-- Record extracts follows --

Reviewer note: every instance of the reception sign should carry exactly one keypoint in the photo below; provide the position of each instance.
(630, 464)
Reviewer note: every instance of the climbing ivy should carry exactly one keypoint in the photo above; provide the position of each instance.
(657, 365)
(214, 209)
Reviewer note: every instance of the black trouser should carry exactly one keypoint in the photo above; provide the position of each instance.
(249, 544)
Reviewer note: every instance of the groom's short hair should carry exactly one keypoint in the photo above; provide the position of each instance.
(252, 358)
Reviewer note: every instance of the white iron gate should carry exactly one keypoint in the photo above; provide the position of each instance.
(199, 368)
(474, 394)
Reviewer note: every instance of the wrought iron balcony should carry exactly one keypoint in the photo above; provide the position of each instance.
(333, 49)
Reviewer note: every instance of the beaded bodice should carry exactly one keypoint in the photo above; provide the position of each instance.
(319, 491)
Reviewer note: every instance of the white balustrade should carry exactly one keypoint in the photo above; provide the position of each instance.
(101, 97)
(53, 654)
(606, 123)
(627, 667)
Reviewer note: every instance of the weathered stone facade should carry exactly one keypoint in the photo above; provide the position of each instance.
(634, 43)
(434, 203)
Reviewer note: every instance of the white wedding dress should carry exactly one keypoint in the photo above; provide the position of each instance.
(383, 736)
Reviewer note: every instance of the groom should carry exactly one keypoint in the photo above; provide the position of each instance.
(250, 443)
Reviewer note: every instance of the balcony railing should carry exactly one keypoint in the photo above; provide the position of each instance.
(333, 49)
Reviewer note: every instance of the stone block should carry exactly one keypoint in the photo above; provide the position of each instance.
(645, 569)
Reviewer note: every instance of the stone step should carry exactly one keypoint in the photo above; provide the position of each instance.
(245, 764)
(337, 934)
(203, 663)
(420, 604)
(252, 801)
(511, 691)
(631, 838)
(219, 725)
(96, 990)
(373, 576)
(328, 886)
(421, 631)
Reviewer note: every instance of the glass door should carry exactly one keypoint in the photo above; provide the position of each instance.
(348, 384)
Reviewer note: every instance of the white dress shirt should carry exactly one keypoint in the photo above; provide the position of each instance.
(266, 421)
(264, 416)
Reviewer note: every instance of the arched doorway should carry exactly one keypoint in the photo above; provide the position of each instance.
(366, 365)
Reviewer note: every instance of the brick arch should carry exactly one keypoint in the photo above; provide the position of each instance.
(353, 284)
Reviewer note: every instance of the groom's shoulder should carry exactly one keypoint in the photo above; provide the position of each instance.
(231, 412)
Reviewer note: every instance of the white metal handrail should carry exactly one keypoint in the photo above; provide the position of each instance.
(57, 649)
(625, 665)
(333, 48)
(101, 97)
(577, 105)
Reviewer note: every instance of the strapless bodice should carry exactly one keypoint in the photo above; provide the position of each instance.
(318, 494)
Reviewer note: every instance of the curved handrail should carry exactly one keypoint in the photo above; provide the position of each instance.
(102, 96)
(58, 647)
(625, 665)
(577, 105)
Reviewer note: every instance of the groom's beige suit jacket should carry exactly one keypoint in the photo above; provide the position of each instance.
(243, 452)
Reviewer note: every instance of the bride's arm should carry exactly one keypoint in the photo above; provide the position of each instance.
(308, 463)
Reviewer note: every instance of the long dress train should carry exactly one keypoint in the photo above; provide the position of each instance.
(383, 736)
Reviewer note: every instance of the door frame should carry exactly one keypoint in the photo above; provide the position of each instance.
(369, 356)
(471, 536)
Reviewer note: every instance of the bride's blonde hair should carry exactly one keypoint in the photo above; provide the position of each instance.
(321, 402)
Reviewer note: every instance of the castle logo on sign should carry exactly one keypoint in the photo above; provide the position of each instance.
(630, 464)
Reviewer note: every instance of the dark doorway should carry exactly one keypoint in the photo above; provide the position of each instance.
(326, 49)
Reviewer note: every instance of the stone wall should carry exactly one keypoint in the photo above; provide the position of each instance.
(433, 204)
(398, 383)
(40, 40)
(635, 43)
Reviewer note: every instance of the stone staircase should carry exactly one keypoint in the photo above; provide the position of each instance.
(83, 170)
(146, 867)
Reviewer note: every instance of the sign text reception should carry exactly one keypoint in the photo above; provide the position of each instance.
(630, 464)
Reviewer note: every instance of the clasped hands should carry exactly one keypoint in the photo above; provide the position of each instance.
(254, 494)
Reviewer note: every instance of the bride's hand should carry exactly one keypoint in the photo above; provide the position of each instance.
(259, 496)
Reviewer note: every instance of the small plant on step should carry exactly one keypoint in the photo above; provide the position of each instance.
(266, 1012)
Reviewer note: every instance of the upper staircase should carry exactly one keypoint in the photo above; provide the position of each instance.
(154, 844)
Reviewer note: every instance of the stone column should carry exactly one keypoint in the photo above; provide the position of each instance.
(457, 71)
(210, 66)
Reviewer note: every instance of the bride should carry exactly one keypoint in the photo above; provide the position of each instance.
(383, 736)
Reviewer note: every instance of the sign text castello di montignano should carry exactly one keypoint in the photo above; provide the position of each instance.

-- Record extracts concluded --

Aim of the exercise: A faithful, complete copy of the entries above is required.

Written answer:
Reviewer note: every instance of the reception sign should carry exactly one keypoint in the photo below; provide the position of each instance.
(630, 464)
Reviewer note: every instance of the climbing ivy should carry exactly one keypoint in the photo above; provide the position of each instance.
(657, 365)
(214, 209)
Reviewer note: every instance of the black trouser should carry exactly one keypoint in the photo above; provide the position of each instance.
(249, 544)
Reviewer note: every instance of the groom's short hair should carry exactly one keypoint in the photo above; provide the position of each instance.
(252, 358)
Reviewer note: every instance of the white iron gate should carry exactly one keypoint in the photo above; provide the position of each instance.
(199, 368)
(474, 394)
Reviewer note: every instance of the wrought iron balcony should carry exactly one keypoint in the photo above; provide the position of each instance.
(333, 49)
Reviewer note: every instance of the beaded bodice should carry exactly one keypoint in the photo above; provide the position of each instance.
(319, 491)
Reviewer note: every instance of the white balustrade should carry exactly one keypoint in the photo above; provide the position of each instance.
(101, 97)
(53, 654)
(606, 123)
(627, 667)
Reviewer note: every instance of the weathered stone facade should carry exactly one keypoint in the photo above; provide the position of each instance.
(634, 43)
(434, 203)
Reviewer note: every instance of the white wedding dress should carry exactly one keypoint in the photo above; provide the position of each instance.
(383, 736)
Reviewer note: every instance of the groom should carry exactly one keypoint in the photo above; provide the position of each instance.
(250, 443)
Reviewer note: every instance of the balcony railing should carry exactly one keypoint in the photo above; provide the position of each instance.
(333, 49)
Reviewer note: every instance of the stone block should carry exactly one keypoint in the photo above; provide the position of each instance.
(645, 569)
Reviewer note: every instance of the stone step should carry exactly one keypoint in the photo above; provide the position of each instance.
(245, 764)
(337, 934)
(203, 663)
(420, 604)
(252, 801)
(511, 691)
(631, 838)
(219, 725)
(96, 990)
(373, 576)
(328, 886)
(421, 631)
Reviewer note: every instance of the glass door should carry exactly one keypoint in the photo above; provide the position of each instance.
(348, 384)
Reviewer note: every instance of the white dress shirt should carry exactly one keypoint in the photo above; provide the position of each instance.
(266, 421)
(264, 416)
Reviewer note: every instance of the arched doorway should carry exactly one keypoint in the photo above; provide the position of each instance.
(366, 365)
Reviewer note: every instance of the brick arch should carry exactly one keypoint in the photo above; provide the position of each instance.
(353, 284)
Reviewer note: every instance of the groom's shoulder should carry exactly one keypoint in the photo above; provide the position of each instance.
(231, 412)
Reviewer note: every instance of the white metal handrail should carry exactly one keypoint in the photo above; provide the position of each instance.
(57, 649)
(625, 665)
(333, 48)
(101, 97)
(577, 105)
Reviewer note: every instance of the strapless bodice should carry exactly one keypoint in the photo above; provide the position of each instance.
(318, 494)
Reviewer note: every instance of the curved handrail should carry exactly one keypoint in the photo above; provide the position of each instance.
(102, 96)
(58, 647)
(625, 665)
(577, 105)
Reviewer note: every instance of the groom's beige suit jacket should carry exactly one keypoint in the photo above; provide the position of each instance.
(243, 452)
Reviewer note: every instance of the bride's arm should carry exactly one keypoint in the photo above; provide the position of each instance.
(308, 463)
Reviewer note: every instance of the long dress train should carry exactly one keypoint in the photo above; provide the position of each instance.
(383, 736)
Reviewer note: every instance of the door frame should carry exactly one keypoint in the photo above; provide the position of each instance.
(369, 356)
(471, 536)
Reviewer note: every instance of the bride's blonde hair should carry exactly one keypoint in the photo above; provide the position of each instance.
(321, 402)
Reviewer note: every instance of the castle logo on sign should carry exactly one keypoint in the photo above; provide the position of each instance.
(630, 464)
Reviewer note: every instance of the dark doorway should carry exactly one keypoint in the photo above; provide the position of each instance.
(326, 49)
Reviewer note: every instance of the stone wall should carry exactly one keypoint in the photo above; provide the position of each instance.
(433, 204)
(398, 383)
(40, 40)
(635, 43)
Reviewer note: every instance of the stone staircase should carry exactly one keypoint in the photo above; provide the position of each instance.
(83, 170)
(146, 867)
Reviewer note: every instance of the sign text reception should carry exactly one keypoint in the photo above; provide the position of each instance.
(630, 464)
Reviewer note: every instance of the clasped hands should carry exactly one keypoint in the photo above; provide the position of each instance.
(254, 494)
Reviewer note: every instance of the bride's hand should carry exactly one keypoint in the photo above; provide the position of each instance.
(259, 496)
Reviewer note: every instance of the small plant on step should carry exactly one keypoint in the photo above; provide the position of each instance.
(266, 1012)
Reviewer note: every instance of the upper staircase should carry exactly one keypoint in the photo above; provide the position of each instance.
(154, 844)
Reviewer note: every instance of the stone column should carry exactly one keypoint in the photo above; provide the position of each instance.
(457, 71)
(210, 66)
Reviewer note: every instance of the bride should carry exactly one keypoint in the photo above; provide the position of each instance.
(383, 736)
Reviewer note: every instance of the sign text castello di montignano should carry exactly one keypoint in the photo above; provide the position of each instance.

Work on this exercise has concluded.